## Task statement
Rewrite every one of the rows below with "frame" changed to "image" and nothing else altered. Omit the pictures from your answer.

[Data listing]
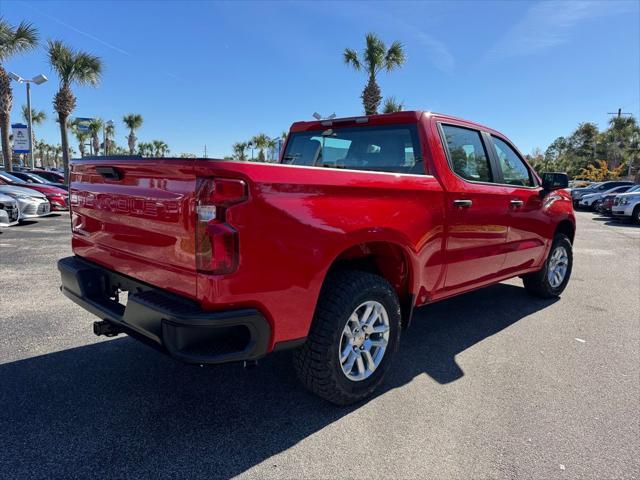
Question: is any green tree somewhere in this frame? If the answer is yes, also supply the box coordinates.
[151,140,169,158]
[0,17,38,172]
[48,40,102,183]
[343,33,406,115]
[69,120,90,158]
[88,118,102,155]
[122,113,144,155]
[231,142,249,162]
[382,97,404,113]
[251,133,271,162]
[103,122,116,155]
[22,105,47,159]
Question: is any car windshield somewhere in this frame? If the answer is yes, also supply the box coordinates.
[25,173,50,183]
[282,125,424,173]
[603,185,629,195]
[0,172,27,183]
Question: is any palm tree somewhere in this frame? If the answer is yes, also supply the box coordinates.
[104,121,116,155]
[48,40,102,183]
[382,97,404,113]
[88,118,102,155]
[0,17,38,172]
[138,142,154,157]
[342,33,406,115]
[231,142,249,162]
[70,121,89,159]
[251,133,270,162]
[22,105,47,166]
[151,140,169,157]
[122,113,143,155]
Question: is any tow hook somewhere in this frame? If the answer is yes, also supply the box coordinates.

## The output
Question: is any green tree somewhere in this image? If the answer is yes, also supply the box coordinates.
[151,140,169,158]
[0,17,38,172]
[48,40,102,183]
[343,33,406,115]
[69,120,90,158]
[88,118,102,155]
[122,113,144,155]
[231,142,249,162]
[382,97,404,113]
[251,133,271,162]
[103,122,116,155]
[22,105,47,159]
Question: is any car windshield somewhere in this image? If the answer is yes, also supply the box coordinates.
[25,173,50,183]
[282,125,424,173]
[603,185,629,195]
[0,172,27,183]
Question: is any palm tree somewhere in this image? If the answer is yes, also supply the box coordinates.
[104,121,116,155]
[48,40,102,183]
[382,97,404,113]
[88,118,102,155]
[0,17,38,172]
[138,142,154,157]
[342,33,406,115]
[231,142,249,162]
[70,121,89,159]
[251,133,270,162]
[22,105,47,166]
[151,140,169,157]
[122,113,143,155]
Question: is any tow hook somewhere in this image? If the answer is yes, also supply the box coordinates.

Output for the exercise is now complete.